→ Entries supplied
....................

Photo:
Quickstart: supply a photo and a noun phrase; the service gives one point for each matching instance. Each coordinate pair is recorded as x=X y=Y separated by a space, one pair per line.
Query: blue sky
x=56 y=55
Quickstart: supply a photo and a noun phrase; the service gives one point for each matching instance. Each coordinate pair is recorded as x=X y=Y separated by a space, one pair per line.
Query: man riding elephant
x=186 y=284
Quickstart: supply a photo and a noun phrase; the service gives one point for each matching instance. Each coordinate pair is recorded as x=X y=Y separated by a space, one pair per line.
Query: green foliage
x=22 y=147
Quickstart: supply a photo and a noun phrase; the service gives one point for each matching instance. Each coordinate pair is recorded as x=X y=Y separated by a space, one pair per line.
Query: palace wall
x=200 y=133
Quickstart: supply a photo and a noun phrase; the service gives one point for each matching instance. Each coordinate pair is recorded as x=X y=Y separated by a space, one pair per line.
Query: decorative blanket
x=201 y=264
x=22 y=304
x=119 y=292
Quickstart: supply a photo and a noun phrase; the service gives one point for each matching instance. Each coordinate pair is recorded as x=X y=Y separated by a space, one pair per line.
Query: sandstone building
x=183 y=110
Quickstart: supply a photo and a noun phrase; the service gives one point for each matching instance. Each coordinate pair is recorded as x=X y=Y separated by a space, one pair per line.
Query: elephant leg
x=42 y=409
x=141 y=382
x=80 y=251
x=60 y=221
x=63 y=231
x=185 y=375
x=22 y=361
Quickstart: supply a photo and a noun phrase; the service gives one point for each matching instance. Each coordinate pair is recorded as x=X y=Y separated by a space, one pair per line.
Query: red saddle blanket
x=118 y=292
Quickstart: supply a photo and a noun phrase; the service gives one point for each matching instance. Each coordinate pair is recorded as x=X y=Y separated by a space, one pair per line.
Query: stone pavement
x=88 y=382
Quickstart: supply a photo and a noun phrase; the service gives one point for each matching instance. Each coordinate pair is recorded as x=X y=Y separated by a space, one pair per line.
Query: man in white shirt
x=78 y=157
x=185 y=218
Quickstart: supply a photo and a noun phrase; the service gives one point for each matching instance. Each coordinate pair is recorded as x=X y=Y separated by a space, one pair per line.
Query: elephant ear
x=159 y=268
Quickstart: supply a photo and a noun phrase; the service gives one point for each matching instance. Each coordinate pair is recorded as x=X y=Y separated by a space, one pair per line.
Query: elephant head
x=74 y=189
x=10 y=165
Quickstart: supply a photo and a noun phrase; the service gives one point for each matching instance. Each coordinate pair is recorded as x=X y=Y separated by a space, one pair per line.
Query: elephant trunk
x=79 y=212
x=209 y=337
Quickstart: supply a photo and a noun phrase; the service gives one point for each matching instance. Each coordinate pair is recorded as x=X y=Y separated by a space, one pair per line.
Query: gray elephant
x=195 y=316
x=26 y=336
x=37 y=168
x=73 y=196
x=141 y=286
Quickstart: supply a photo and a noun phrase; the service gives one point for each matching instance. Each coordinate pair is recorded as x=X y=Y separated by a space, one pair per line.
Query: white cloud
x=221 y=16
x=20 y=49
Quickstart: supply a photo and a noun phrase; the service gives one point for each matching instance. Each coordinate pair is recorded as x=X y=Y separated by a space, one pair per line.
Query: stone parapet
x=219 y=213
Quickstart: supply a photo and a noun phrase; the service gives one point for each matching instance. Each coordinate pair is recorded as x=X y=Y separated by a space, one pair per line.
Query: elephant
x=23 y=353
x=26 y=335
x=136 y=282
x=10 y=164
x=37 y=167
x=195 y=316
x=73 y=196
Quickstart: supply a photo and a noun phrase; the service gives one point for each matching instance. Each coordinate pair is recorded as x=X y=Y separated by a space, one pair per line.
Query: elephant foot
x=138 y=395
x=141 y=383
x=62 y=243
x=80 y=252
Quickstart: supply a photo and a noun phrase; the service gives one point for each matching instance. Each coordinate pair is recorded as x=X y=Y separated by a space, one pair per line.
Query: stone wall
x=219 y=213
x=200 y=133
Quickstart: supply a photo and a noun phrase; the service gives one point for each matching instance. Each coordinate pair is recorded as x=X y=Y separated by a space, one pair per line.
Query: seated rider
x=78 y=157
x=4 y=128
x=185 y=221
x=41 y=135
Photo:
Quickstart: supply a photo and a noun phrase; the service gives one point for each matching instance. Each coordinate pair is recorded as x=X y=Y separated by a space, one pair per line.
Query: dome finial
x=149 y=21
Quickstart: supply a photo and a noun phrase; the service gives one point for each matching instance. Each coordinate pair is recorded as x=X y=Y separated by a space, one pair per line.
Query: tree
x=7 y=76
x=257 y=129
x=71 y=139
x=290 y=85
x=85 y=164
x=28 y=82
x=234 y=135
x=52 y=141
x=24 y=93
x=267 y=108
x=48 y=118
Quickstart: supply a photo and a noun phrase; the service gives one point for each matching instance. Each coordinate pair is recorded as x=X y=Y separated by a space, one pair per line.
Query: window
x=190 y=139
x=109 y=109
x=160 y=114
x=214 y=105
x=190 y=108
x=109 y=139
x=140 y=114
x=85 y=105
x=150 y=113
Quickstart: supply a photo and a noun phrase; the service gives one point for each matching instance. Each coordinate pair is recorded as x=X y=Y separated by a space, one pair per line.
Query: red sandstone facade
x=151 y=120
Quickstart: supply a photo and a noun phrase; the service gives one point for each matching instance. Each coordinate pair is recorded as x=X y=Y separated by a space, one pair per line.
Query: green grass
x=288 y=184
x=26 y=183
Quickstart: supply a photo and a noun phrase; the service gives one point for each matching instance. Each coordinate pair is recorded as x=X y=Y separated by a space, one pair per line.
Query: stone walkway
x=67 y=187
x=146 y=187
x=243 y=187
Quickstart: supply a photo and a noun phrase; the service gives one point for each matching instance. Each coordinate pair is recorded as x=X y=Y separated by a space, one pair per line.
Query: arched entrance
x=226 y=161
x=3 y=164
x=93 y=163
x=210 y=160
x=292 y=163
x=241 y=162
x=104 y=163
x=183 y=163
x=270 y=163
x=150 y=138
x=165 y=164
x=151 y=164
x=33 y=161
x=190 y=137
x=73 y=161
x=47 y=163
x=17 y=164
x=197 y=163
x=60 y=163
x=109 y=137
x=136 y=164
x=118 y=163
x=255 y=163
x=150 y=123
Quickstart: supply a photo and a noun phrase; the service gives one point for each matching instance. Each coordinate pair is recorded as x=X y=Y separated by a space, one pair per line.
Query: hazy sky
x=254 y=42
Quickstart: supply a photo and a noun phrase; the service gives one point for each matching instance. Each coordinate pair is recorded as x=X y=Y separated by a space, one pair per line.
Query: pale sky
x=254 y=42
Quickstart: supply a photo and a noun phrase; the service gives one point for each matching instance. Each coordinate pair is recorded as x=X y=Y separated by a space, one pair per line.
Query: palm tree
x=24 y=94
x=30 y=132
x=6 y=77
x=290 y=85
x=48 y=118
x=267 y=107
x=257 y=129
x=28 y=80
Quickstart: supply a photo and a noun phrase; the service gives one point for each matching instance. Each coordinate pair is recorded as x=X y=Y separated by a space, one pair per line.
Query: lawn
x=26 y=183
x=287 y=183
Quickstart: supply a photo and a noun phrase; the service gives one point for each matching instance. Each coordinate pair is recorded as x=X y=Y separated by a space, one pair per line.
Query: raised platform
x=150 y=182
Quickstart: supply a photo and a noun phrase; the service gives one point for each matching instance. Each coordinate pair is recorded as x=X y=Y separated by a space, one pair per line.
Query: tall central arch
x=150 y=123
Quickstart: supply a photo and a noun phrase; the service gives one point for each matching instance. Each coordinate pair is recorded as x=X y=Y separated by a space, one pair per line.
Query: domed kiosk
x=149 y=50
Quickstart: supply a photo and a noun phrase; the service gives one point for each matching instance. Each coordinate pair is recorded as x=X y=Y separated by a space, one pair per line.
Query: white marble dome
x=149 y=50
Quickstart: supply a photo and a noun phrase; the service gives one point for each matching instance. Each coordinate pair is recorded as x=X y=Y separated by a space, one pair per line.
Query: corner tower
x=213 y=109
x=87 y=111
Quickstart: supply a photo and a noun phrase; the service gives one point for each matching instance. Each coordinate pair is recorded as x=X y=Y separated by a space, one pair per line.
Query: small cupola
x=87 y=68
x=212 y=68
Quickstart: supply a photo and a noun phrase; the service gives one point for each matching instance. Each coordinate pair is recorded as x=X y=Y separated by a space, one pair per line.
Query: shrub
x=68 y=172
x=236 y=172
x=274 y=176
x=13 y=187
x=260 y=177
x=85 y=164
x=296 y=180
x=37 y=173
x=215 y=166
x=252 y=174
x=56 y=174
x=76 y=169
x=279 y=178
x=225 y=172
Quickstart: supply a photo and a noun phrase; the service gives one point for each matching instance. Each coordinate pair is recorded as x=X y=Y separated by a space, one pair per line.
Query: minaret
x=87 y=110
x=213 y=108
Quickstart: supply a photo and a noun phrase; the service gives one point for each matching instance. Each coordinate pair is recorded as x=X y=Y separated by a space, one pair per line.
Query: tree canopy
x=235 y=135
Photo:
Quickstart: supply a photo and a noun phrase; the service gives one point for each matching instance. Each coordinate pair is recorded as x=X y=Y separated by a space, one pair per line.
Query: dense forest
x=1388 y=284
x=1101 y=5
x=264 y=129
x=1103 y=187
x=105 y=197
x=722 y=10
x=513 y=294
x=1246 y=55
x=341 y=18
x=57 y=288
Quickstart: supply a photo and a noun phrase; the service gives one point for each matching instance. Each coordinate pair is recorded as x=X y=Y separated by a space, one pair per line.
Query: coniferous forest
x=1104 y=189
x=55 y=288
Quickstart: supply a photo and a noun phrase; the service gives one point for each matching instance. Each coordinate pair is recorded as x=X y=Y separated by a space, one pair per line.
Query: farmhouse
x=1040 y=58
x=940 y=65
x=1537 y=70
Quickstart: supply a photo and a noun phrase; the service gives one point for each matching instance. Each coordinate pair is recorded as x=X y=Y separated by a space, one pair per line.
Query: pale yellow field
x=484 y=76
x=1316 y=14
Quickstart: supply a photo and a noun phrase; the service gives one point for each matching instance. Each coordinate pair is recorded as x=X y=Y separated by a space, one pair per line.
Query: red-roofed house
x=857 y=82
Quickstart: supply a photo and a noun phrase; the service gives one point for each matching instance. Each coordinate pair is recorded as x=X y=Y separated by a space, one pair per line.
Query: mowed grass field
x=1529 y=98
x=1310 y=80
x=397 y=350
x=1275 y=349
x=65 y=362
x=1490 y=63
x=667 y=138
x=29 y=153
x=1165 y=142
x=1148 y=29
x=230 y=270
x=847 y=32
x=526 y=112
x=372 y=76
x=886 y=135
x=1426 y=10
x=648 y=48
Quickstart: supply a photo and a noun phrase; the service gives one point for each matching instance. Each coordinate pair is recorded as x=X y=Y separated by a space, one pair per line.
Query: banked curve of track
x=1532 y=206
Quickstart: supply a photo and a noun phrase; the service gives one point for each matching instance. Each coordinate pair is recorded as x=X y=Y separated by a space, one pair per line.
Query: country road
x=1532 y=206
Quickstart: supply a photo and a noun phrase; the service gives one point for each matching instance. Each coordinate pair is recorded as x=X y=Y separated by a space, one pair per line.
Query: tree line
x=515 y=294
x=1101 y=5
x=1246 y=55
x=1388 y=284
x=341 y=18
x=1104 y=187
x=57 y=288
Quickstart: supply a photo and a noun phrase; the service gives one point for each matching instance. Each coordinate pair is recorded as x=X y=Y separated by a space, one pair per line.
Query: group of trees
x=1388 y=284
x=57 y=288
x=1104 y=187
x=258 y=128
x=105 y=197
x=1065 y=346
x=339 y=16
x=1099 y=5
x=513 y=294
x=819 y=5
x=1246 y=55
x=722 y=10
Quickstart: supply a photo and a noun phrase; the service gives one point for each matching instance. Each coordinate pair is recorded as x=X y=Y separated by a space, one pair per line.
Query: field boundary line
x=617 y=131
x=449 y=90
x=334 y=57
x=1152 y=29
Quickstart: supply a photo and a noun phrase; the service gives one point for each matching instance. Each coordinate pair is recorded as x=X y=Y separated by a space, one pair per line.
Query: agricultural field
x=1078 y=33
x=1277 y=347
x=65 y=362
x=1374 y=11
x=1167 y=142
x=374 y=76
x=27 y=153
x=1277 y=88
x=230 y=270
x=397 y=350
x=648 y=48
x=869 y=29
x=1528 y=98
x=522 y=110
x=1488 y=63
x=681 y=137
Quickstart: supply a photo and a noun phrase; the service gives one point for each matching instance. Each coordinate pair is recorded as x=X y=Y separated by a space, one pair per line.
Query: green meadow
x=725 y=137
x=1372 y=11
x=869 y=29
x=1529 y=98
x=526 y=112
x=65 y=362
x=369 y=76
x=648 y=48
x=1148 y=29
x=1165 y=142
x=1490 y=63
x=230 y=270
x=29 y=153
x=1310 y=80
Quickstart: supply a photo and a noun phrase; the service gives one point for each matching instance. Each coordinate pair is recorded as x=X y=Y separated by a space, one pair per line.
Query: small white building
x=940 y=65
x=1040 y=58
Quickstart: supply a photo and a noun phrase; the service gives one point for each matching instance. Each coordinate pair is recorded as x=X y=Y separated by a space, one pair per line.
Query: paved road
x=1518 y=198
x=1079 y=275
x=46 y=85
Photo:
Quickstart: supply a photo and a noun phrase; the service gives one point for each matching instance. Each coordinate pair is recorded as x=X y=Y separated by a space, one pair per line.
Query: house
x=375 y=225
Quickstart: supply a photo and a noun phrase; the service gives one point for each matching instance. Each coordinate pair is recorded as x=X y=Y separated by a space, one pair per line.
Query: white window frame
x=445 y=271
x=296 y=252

....................

→ Exercise
Once the line with "Query: house" is found, transcribe it and each line after it through the final line of the entries, exactly and only.

→ Worked solution
Query: house
x=375 y=225
Quickstart: supply a photo and a noun phrase; the service gives one point for each matching instance. Each coordinate pair is recorded as x=X y=Y separated by a space, one pair per line.
Query: white window frame
x=445 y=271
x=296 y=252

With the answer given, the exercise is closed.